Work required: Can you write out the records again with "tree trunk" swapped for "trunk" and everything else left the same?

● ● ● ● ● ● ●

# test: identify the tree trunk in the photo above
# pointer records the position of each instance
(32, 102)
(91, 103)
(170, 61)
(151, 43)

● ● ● ● ● ● ●

Exercise response:
# test: identify the trunk in the photo above
# pointer records the position of each instance
(32, 102)
(91, 103)
(170, 61)
(151, 43)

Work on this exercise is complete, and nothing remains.